--- GIVEN DATA Enclosed Below ---

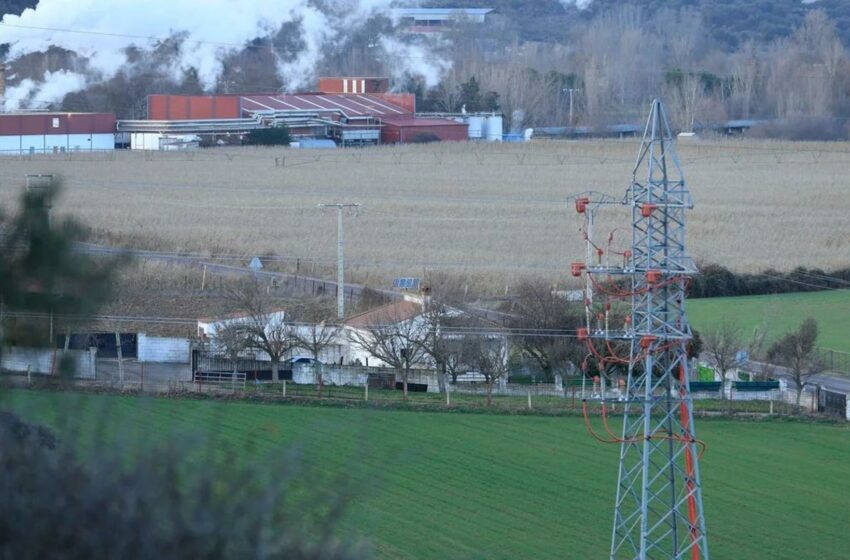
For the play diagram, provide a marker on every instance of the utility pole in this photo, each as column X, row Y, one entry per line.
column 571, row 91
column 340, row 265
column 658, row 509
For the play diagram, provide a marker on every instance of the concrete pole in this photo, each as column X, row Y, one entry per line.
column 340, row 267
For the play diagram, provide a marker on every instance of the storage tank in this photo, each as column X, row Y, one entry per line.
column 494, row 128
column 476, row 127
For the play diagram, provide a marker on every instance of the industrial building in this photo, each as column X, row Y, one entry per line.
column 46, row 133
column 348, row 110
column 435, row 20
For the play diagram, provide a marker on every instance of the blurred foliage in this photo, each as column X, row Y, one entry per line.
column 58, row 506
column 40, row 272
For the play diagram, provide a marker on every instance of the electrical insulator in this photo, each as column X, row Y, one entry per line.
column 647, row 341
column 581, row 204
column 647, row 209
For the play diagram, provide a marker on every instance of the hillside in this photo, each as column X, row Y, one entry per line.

--- End of Enclosed GIVEN DATA ---
--- GIVEN DATA Enclosed Below ---

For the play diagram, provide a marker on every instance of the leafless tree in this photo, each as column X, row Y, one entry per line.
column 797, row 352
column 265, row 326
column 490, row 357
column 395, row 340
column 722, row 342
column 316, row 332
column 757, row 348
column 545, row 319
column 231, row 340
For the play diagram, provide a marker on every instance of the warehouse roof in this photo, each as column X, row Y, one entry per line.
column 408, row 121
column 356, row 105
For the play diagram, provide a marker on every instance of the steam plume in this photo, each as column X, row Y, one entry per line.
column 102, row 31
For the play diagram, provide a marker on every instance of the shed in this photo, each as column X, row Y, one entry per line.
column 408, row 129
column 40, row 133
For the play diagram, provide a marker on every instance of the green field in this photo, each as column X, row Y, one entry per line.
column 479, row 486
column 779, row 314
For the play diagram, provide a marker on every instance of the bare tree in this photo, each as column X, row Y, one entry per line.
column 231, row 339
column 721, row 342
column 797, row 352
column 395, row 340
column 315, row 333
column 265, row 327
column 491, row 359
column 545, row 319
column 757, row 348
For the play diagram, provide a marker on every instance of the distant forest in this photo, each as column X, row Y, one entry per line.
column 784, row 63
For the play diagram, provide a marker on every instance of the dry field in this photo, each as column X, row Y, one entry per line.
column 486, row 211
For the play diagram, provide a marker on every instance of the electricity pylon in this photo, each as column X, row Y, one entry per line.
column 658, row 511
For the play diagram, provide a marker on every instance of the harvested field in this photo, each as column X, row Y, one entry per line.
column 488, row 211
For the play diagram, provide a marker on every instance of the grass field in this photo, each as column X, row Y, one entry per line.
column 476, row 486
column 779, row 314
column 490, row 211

--- End of Enclosed GIVEN DATA ---

DIRECTIONS FOR THIS TASK. From the records above, transcribe exactly the run of lines that opens with the line holding "of the storage" and closes with the line holding "of the hillside", both included.

TASK ANSWER.
For the play diagram, provide a marker on every instance of the storage tank in this photo, each as column X, row Y, one entry per line.
column 494, row 128
column 476, row 127
For the play diagram, provide a marker on every instance of the industrial building in this photo, each as column X, row Y, one entry per line.
column 46, row 133
column 348, row 110
column 435, row 20
For the play diagram, provide a marker on every instance of the blurred foliage in this photo, each as column X, row Y, one entry per line.
column 58, row 506
column 40, row 272
For the play diagram, provide a marker on every instance of the electrical insulator in this photo, each as column X, row Y, one entry per line.
column 647, row 341
column 581, row 204
column 647, row 209
For the play diagram, provide a marker on every instance of the hillside in this photo, each as column X, row Y, one entry per line.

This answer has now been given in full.